(Extrait fourni):
Et si on parlait des femmes de ménage ?…

Avec son autorisation, je publie ci-après la contribution d’un ancien directeur d’hôpital, fidèle lecteur de ce blog, Michel Deshayes, qui nous invite à poser notre regard sur la condition des femmes de ménage en général et sur celles qui exercent en milieu hospitalier en particulier, parce que ce sujet lui tient à cœur.

Les femmes de ménage qui assurent la propreté du CHU de Montpellier, employées par une société prestataire, ont récemment repris le travail après 78 jours de grève.

Auparavant, en octobre dernier, ce furent celles qui interviennent au CHU de Rennes, également dans le cadre d’une sous-traitance. Elles avaient envahi les locaux de la Direction pour protester contre leurs conditions de travail et les cadences jugées infernales.

Un excellent documentaire de Karine Morales « Les reines du palace » a été réalisé en 2021. Il décrit la dure grève de 40 femmes de ménage d’un palace parisien de la rue de la Paix pendant trois mois, en 2018. Toutes avaient été remplacées par la Direction dès le premier jour. Pour rester visibles (et audibles), elles troublèrent la quiétude de ce luxueux quartier avec leurs casseroles, au grand dam des riverains de la rue de Paix et la Place Vendôme,.. Elles dénonçaient les conditions de travail difficiles qui leur étaient imposées, avec des journées en réalité à temps complet, mais pour un salaire de temps partiel car la rémunération se fait à la chambre. Une grève menée pour de meilleurs salaires, pour faire 3 chambres à l’heure au lieu de 3,5 et aussi pour plus de dignité. Les grévistes demandaient également d’être intégrées au personnel de l’hôtel, ce qu’elles n’obtinrent pas.

(Énoncé): Relevez dans l'extrait fourni chacun des établissements où des femmes de ménage ont fait grève ou manifesté contre leurs conditions de travail.

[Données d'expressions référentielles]
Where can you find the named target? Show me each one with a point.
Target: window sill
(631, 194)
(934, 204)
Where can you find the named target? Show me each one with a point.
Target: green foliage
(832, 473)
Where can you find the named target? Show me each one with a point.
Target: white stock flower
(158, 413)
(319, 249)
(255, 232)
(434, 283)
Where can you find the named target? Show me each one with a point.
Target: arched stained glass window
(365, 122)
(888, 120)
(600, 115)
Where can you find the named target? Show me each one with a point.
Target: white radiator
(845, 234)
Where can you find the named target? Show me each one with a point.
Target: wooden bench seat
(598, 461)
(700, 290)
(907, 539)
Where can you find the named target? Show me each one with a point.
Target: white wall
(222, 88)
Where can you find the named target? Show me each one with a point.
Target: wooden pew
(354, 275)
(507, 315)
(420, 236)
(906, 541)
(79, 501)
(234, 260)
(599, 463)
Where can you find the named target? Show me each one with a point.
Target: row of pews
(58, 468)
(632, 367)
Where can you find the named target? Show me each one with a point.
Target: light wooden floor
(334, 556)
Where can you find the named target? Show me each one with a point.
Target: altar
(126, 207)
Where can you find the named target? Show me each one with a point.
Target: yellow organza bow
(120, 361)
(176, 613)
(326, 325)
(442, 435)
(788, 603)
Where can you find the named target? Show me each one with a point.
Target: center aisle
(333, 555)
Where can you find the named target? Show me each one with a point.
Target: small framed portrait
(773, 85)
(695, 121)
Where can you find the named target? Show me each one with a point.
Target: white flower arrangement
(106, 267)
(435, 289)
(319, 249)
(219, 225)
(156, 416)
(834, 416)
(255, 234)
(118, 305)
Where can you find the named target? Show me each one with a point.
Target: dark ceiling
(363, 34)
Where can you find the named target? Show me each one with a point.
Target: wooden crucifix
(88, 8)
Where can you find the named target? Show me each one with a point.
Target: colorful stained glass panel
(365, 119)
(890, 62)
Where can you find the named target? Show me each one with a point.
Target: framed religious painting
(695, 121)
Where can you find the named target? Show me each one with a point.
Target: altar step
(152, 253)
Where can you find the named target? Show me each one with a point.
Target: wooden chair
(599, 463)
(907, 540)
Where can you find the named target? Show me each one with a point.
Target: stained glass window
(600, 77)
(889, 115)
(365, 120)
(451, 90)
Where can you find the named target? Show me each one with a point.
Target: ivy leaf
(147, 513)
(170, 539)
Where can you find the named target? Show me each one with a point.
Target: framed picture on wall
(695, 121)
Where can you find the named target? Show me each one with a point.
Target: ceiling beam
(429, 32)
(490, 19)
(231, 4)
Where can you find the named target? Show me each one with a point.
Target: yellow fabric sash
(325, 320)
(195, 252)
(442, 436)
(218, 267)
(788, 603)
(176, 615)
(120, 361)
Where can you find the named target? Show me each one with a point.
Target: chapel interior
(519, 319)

(Corrigé):
- le CHU de Montpellier
- le CHU de Rennes
- un palace parisien de la rue de la Paix